─── Given data
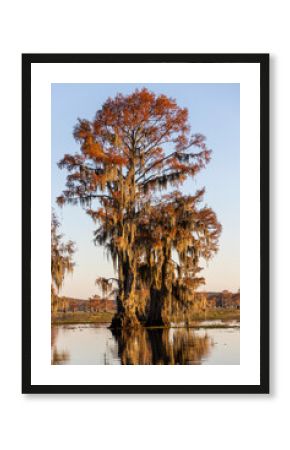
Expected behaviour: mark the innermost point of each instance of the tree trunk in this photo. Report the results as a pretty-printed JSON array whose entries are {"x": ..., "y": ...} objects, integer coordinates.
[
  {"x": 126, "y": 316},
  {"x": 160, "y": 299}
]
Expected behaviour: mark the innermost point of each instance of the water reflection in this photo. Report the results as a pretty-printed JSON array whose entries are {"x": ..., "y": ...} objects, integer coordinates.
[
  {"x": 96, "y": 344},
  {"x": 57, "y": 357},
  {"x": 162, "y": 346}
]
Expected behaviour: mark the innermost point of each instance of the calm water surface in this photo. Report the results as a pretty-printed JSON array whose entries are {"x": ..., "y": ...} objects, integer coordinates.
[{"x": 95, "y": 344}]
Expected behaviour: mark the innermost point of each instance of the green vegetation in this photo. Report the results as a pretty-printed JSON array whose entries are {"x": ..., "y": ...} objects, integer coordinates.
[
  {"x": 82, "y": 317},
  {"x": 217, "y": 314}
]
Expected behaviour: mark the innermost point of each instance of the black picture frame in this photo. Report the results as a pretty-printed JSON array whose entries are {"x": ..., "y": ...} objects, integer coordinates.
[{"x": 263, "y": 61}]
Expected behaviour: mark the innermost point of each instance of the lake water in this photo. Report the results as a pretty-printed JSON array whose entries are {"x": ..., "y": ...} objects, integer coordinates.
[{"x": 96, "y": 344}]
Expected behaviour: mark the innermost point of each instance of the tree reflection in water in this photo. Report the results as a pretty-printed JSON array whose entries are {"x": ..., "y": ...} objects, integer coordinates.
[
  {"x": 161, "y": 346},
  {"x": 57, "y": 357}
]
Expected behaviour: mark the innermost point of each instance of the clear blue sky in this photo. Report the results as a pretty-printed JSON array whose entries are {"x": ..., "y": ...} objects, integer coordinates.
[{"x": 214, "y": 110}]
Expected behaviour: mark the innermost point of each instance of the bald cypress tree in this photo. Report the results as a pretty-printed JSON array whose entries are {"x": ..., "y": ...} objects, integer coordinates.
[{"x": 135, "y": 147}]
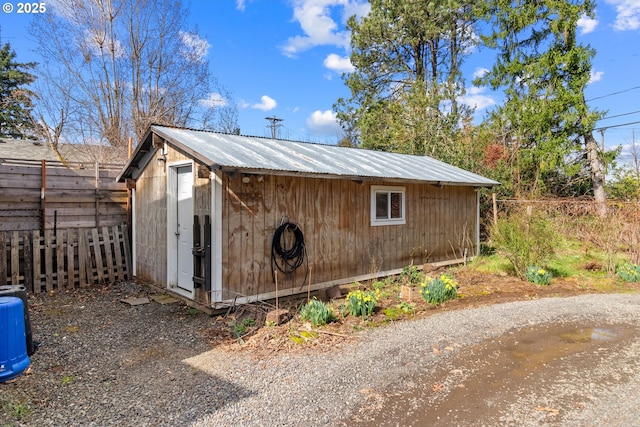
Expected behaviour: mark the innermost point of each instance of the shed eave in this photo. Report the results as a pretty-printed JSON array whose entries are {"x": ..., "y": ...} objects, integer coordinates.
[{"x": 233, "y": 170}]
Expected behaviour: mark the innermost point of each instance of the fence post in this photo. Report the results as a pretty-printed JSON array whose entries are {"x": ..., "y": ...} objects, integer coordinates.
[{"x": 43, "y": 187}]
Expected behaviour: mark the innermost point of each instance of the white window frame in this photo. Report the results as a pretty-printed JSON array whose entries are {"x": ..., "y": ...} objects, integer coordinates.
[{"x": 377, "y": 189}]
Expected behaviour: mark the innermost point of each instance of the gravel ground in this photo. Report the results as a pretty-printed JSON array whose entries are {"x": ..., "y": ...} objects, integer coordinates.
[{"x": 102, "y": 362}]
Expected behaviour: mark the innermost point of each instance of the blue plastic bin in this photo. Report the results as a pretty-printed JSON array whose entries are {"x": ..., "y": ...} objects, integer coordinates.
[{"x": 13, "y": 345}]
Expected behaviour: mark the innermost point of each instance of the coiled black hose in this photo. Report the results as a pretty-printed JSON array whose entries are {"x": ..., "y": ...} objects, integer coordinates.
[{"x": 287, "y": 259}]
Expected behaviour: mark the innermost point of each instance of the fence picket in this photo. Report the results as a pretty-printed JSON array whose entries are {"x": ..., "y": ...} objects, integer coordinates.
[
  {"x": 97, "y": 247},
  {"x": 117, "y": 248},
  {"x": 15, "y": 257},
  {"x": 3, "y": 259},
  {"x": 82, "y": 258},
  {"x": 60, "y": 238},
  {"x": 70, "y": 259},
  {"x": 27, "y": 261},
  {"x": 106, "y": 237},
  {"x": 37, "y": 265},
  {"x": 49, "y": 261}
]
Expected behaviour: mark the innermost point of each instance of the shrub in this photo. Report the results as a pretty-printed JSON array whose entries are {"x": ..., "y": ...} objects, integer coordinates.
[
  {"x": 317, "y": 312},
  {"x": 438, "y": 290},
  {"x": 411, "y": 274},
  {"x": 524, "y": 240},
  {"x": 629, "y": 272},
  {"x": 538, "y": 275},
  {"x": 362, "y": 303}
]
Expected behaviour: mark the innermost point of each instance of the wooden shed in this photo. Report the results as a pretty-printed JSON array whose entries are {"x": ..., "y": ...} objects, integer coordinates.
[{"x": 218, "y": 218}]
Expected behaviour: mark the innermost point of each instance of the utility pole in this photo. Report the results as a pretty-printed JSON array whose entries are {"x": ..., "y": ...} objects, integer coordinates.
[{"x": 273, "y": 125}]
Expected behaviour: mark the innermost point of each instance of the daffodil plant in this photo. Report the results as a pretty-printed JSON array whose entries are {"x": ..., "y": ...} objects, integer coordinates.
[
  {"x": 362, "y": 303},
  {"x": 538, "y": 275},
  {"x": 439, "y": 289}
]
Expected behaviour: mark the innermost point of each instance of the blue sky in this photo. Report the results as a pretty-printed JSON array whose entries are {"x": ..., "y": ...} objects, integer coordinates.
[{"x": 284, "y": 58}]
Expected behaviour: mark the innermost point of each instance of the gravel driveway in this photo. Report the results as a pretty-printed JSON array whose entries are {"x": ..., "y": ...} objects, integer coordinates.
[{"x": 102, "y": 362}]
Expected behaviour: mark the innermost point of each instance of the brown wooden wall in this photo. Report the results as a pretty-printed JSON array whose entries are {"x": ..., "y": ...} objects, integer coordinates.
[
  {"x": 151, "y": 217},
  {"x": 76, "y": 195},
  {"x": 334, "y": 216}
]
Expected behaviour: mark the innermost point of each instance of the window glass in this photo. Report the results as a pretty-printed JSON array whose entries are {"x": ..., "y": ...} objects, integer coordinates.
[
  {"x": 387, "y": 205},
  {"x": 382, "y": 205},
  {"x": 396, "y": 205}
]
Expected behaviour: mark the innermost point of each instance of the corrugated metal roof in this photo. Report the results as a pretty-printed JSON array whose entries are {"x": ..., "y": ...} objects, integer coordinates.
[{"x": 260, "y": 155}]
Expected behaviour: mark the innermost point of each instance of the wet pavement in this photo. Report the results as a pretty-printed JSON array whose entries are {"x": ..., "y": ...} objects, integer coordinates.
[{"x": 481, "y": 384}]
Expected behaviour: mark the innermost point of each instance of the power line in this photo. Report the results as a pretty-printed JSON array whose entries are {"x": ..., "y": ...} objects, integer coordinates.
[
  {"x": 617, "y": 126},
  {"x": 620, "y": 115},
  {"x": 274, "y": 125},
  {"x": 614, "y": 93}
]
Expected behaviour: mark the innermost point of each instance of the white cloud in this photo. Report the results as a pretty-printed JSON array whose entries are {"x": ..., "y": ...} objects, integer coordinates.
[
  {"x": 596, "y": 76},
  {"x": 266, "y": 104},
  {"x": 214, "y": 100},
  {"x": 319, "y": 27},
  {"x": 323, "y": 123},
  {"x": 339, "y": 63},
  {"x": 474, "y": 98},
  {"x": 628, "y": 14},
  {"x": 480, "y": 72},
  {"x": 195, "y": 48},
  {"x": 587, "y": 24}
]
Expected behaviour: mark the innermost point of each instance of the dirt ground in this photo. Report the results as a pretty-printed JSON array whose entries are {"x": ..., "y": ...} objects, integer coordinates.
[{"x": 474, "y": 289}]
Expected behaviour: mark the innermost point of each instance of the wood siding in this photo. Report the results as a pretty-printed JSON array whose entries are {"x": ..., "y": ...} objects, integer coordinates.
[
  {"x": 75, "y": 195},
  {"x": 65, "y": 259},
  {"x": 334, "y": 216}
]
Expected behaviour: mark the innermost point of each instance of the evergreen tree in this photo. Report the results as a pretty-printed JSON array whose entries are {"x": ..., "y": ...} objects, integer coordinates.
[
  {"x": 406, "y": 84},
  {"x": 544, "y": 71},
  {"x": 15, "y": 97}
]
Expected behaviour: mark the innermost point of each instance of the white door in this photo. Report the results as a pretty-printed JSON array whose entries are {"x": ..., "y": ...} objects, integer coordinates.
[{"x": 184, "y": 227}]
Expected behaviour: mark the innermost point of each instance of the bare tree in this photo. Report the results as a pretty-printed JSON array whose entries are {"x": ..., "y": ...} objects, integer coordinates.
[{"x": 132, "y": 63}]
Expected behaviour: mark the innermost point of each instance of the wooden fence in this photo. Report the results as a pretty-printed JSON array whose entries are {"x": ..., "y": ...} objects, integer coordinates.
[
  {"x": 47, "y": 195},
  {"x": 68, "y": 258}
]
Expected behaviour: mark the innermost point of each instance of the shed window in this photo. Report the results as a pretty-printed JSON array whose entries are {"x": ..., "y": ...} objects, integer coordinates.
──────
--- The problem ---
An exact copy of the lines from the one containing "of the evergreen" through the last line of the material, both included, is to be printed, and nothing else.

--- Response to this exercise ---
Expected behaviour: mark the innermost point of each instance of the evergreen tree in this photo. Report the results as a pretty-printed JSON array whose entries are {"x": ..., "y": ...} objects, integer coordinates.
[
  {"x": 406, "y": 84},
  {"x": 544, "y": 71},
  {"x": 15, "y": 97}
]
Expected behaviour: mark the innermost point of each instance of the white door in this photo. Report the results as a pretty-printed JSON array whose entries are {"x": ..., "y": ...} objects, integer coordinates.
[{"x": 184, "y": 227}]
Expected behaviour: mark the innermost point of each instance of the bare tree in this photo. Report the results as a pretty-printed JSON array whose entries are {"x": ..., "y": ...} objects, integer coordinates.
[{"x": 132, "y": 63}]
Expected behaviour: mark the innermost point of each instance of the wooden fence in this photo. Report the results as a pretty-printed JSON array whose entries are {"x": ..., "y": ...} objects, integer coordinates.
[
  {"x": 47, "y": 195},
  {"x": 68, "y": 258}
]
Expected behaviour: mark the innermost point of each instance of the shed window in this photo. Report the results as a pretty-printed JSON array whose entries are {"x": ..., "y": ...} objects, integer coordinates.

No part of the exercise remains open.